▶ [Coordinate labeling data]
________________

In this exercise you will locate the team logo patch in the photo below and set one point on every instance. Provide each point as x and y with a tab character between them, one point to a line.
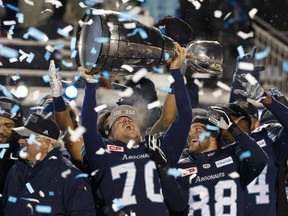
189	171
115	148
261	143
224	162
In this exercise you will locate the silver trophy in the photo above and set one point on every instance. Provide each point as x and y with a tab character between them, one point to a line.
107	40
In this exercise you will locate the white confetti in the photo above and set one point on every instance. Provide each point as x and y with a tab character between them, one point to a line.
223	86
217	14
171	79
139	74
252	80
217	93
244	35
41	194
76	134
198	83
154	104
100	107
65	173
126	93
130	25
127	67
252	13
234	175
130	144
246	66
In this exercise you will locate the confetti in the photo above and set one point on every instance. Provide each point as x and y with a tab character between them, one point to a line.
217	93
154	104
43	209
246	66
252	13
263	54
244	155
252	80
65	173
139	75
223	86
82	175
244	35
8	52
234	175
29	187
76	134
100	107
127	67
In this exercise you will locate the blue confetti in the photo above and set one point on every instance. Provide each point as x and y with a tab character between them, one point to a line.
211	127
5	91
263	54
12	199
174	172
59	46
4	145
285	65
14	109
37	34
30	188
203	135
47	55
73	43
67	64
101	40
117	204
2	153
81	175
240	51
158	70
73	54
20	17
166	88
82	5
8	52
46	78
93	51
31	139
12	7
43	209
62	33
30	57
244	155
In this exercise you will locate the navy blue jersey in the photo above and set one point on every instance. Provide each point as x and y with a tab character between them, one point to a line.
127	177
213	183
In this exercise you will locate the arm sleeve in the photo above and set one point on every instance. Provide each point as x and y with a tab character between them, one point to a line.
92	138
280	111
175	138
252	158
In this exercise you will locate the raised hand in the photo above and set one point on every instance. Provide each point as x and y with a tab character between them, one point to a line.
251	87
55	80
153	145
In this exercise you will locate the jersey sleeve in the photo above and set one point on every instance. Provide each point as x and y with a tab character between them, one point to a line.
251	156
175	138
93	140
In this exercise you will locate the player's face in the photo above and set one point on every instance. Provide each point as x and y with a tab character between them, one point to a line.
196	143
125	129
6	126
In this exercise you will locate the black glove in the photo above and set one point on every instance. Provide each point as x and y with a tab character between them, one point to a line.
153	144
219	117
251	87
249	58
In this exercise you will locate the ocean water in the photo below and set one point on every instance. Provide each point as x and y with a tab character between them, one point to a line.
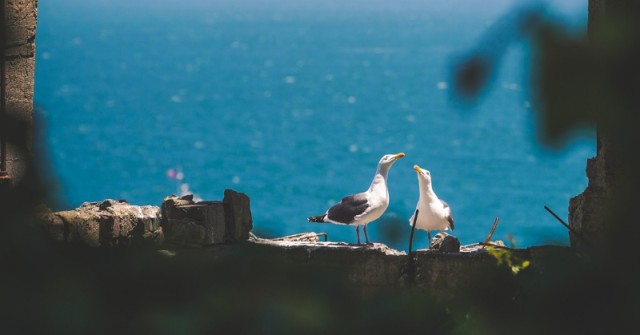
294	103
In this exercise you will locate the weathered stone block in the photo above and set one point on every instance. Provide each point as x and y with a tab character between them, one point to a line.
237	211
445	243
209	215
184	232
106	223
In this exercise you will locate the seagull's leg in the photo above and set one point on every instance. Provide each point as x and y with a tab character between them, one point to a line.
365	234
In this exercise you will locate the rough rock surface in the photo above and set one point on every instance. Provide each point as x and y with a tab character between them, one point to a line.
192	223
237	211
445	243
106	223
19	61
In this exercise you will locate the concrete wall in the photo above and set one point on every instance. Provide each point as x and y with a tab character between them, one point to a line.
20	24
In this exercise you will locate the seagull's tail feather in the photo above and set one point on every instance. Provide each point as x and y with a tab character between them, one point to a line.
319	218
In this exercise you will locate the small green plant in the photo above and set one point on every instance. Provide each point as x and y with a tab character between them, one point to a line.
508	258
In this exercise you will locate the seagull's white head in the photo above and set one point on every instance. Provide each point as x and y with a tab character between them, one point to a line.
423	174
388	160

________________

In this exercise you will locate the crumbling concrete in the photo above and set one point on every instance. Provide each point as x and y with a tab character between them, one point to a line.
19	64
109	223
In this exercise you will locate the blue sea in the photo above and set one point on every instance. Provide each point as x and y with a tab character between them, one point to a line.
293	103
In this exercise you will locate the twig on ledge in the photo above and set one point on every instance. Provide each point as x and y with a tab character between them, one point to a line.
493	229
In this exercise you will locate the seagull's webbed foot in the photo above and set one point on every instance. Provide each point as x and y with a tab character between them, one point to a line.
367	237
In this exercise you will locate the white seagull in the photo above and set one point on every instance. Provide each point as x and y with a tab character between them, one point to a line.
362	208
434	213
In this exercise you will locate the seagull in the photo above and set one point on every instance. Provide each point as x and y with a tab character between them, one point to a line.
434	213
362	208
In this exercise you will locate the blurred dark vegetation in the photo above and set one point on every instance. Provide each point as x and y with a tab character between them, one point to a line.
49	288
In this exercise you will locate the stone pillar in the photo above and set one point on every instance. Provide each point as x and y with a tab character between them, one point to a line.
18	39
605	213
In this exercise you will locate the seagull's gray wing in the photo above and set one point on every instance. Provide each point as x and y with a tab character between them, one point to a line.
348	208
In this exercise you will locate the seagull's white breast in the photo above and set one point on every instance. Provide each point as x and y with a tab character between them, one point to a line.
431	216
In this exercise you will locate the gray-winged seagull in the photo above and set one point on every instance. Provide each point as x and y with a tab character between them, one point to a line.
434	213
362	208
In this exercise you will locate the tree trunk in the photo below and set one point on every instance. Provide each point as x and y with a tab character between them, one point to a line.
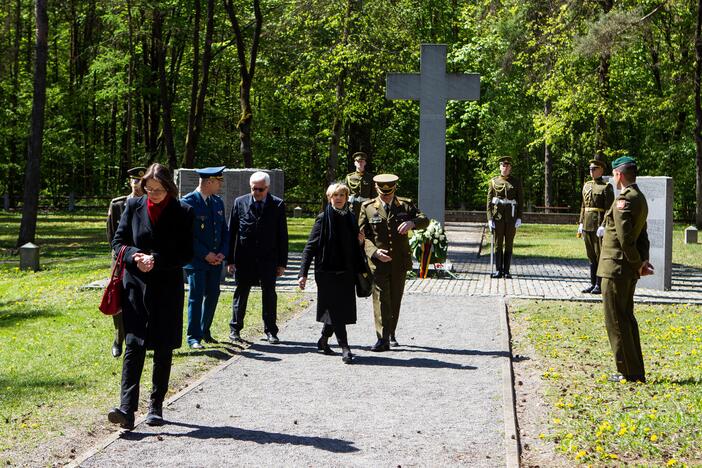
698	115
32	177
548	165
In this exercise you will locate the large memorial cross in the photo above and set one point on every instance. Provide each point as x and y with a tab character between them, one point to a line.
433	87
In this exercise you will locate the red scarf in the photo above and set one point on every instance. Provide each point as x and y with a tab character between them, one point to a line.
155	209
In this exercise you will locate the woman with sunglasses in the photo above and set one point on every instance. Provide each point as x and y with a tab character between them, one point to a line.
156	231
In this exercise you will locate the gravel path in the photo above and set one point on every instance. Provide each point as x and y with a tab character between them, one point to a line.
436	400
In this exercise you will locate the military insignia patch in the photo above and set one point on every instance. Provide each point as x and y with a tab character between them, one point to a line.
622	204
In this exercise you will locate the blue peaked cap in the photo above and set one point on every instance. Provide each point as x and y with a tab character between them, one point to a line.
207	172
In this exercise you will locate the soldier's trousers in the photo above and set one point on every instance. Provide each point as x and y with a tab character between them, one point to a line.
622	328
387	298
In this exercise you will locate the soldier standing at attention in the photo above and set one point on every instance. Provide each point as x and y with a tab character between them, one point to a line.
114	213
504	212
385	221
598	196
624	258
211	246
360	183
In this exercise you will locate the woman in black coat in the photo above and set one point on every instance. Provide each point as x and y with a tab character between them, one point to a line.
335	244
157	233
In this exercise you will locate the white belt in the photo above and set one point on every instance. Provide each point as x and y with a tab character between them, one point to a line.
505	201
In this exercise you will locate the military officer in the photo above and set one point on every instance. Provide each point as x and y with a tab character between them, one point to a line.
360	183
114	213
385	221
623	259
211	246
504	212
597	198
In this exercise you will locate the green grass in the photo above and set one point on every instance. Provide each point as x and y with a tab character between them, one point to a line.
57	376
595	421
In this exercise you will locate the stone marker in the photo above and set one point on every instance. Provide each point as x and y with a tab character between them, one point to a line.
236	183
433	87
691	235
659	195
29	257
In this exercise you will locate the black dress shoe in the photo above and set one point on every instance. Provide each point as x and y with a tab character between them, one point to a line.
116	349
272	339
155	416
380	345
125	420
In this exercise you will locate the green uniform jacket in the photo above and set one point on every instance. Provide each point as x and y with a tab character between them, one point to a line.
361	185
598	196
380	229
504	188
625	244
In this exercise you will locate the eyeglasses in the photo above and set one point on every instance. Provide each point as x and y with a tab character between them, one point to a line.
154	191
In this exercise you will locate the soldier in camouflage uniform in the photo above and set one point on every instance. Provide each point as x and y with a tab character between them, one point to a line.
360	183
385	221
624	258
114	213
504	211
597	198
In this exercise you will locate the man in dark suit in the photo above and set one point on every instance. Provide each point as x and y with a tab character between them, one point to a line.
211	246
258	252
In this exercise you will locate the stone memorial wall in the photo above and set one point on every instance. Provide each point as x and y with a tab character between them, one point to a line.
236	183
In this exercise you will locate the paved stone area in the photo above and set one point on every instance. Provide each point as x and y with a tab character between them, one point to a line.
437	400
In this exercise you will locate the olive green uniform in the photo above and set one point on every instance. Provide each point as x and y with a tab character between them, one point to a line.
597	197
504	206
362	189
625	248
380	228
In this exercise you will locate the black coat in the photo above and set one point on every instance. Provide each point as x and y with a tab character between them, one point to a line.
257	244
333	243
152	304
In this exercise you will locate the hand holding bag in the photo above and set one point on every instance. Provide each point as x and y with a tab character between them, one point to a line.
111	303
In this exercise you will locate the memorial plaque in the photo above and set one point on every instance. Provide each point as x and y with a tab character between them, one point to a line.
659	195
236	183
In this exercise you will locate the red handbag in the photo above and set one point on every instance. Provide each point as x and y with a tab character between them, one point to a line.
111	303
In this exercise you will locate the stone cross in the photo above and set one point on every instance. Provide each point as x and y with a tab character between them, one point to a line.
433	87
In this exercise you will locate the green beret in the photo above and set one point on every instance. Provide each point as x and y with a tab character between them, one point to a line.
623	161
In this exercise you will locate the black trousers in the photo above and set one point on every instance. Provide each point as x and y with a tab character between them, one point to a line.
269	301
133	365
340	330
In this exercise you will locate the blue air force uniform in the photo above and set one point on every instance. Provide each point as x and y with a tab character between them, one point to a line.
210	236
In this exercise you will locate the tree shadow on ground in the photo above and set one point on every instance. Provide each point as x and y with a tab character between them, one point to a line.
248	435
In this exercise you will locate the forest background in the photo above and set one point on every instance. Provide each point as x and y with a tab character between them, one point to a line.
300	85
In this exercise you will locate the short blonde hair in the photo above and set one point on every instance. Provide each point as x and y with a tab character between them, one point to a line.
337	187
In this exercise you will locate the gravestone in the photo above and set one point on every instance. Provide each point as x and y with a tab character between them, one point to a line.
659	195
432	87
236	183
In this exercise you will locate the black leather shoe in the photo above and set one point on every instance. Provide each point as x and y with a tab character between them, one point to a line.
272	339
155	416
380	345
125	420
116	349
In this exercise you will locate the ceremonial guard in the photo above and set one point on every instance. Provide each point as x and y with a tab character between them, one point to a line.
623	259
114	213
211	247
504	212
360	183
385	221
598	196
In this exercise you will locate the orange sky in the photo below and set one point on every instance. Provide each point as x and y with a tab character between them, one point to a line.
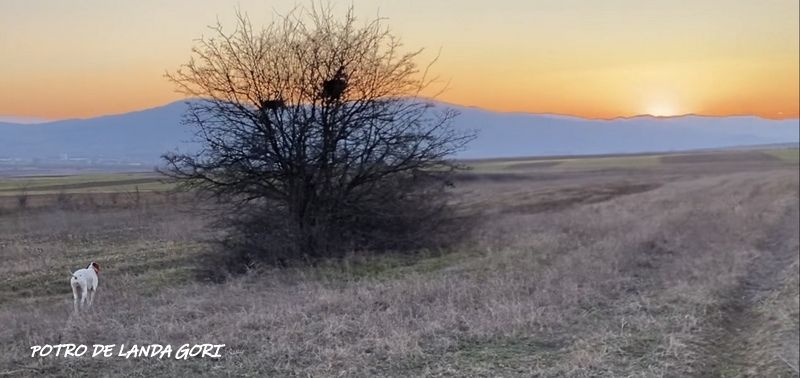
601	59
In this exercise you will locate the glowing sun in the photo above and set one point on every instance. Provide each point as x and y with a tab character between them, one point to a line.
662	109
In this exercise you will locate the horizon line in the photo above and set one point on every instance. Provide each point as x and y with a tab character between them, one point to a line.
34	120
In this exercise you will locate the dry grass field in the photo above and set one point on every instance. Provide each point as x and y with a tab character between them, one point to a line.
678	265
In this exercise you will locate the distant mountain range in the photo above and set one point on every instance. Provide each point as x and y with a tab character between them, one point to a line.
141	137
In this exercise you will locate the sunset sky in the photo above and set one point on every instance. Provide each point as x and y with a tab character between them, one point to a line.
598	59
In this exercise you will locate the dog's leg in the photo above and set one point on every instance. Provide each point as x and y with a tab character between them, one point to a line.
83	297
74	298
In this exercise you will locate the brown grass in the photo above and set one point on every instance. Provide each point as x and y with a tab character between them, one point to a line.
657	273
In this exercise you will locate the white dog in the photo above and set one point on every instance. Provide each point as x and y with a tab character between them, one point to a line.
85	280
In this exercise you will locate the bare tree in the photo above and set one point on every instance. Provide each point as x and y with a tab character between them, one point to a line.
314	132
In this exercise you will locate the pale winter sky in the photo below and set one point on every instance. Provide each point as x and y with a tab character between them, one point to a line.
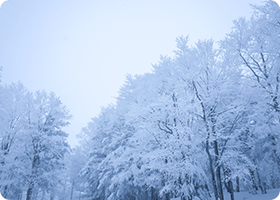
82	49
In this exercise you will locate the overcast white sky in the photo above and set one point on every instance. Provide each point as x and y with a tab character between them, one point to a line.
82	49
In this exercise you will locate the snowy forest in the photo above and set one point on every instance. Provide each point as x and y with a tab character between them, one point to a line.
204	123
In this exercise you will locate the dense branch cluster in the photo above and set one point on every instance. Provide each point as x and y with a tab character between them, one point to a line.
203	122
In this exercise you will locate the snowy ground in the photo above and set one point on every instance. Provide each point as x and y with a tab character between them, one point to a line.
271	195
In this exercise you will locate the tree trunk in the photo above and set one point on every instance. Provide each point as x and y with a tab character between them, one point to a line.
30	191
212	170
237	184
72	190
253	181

________________

▶ [Directions for this task] Pick out each line in the items above that includes the word "jersey", and copy those lines.

▶ [Task output]
In this exercise you will locate the navy blue jersey in the photo above and set one point on every instance. Provide each point as x and y with a tab character between them, one point to a line.
In this exercise you will locate the jersey sleeve in the photo above and set one point on every instance. Provide each point as x and y with a tab character between them, one point to a line.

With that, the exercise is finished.